▸ **EXERCISE PROMPT**: Go through the records below and copy out every line holding "from".

▸ **TASK DATA**:
______________________________
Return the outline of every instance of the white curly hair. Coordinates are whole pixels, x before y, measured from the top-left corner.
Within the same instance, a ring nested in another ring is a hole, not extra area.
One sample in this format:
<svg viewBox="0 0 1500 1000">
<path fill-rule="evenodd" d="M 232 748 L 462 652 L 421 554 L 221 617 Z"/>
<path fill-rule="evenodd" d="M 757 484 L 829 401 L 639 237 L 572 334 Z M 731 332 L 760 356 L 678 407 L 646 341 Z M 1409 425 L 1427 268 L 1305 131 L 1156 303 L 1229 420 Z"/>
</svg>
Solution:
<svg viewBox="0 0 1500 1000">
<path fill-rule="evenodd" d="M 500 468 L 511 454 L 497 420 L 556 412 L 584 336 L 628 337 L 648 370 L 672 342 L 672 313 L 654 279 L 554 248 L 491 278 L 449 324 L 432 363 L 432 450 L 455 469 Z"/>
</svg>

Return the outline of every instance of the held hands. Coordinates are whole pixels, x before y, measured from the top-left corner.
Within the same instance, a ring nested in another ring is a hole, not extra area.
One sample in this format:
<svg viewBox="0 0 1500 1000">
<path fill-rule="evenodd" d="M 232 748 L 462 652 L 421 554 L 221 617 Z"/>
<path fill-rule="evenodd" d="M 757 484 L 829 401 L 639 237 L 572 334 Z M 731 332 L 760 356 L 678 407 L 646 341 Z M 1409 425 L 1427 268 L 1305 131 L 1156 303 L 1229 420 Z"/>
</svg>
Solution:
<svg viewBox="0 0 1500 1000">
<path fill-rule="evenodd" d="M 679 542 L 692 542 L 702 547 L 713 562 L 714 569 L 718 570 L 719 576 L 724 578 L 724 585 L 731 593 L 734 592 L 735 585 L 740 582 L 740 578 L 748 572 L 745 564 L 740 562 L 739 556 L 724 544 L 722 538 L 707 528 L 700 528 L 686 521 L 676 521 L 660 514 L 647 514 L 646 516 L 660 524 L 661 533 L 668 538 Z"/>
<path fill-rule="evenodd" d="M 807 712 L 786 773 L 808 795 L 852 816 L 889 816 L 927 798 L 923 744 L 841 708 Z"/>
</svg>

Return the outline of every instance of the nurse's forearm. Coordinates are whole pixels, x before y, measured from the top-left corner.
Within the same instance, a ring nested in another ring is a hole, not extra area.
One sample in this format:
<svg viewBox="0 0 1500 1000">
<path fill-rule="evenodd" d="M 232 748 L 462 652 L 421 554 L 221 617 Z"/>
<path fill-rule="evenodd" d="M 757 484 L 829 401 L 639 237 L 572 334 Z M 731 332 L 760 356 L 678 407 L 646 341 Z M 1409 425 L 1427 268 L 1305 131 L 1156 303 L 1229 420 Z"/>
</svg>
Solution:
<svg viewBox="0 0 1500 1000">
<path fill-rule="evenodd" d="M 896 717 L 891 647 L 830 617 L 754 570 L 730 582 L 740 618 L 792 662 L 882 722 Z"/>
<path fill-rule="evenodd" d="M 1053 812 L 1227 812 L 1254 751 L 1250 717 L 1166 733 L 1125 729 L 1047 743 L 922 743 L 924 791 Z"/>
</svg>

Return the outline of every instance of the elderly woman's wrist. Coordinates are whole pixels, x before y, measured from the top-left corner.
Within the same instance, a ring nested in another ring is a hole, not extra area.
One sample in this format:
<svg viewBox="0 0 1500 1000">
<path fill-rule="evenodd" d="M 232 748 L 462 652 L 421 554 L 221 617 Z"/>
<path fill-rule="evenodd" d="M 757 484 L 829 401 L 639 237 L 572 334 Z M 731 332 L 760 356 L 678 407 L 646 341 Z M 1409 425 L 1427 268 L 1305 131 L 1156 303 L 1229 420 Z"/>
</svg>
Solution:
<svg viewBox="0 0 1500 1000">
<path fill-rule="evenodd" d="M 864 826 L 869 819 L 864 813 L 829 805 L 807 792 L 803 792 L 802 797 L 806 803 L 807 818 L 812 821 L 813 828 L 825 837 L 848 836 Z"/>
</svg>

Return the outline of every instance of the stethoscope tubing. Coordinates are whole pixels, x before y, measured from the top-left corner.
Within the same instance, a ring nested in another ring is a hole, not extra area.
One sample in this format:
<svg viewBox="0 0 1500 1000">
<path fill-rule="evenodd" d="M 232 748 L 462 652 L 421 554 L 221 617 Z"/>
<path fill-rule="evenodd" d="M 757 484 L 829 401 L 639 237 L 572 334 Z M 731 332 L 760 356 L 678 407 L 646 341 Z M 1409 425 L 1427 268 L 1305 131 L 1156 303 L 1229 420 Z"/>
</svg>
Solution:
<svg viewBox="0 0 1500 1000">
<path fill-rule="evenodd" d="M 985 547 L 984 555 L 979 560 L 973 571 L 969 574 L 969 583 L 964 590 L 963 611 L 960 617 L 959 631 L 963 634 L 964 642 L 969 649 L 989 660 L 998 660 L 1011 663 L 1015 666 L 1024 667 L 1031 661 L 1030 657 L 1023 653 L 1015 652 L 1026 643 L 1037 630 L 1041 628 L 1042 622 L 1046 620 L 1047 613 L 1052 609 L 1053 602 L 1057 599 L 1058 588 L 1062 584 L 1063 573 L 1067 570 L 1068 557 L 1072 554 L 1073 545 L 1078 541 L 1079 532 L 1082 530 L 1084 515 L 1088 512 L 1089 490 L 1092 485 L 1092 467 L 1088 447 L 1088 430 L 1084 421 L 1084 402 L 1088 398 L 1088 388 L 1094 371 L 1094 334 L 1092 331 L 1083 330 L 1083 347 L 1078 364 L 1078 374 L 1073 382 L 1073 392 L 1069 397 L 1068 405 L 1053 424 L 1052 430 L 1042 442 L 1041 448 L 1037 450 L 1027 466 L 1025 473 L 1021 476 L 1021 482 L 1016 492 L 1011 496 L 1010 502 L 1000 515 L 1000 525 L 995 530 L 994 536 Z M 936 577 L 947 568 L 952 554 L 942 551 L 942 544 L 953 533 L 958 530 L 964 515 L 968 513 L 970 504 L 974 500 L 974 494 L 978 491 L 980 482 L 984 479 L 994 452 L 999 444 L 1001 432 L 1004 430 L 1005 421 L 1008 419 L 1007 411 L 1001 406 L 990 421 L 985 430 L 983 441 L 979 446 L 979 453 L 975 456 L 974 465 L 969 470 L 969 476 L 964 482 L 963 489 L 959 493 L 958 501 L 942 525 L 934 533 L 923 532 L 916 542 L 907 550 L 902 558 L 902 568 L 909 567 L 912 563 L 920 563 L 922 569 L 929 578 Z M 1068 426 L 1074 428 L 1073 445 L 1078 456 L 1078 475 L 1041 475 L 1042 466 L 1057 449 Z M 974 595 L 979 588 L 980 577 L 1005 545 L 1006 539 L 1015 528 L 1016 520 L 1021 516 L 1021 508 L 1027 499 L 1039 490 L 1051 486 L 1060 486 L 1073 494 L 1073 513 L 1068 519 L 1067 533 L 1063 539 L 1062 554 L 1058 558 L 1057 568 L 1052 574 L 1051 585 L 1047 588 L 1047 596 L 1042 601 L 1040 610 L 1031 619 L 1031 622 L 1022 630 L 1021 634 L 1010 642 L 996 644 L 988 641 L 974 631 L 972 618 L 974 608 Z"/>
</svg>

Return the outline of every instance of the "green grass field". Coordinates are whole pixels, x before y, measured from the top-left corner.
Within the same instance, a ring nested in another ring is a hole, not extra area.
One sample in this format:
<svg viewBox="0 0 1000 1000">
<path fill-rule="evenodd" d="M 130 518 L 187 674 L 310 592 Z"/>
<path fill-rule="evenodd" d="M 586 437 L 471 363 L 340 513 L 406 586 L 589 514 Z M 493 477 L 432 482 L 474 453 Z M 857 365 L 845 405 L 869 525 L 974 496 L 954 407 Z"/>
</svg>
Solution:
______________________________
▸ **TASK OUTPUT**:
Return the outline of every instance of the white curly hair. Coordinates are whole pixels, x before y, measured from the top-left corner.
Return the outline of every instance of the held hands. Coordinates are whole pixels, x before y, measured from the top-left corner.
Return the outline of every instance of the nurse's forearm. Coordinates are whole pixels, x before y, measured from the top-left corner.
Return the outline of every instance of the elderly woman's wrist. Coordinates are whole pixels, x before y, measured from the top-left corner.
Return the outline of every instance of the stethoscope tubing. Coordinates are whole pixels, x before y, measured from the top-left corner.
Return the outline of every instance of the "green grass field". Coordinates are whole pixels, x before y, measured from the top-left corner.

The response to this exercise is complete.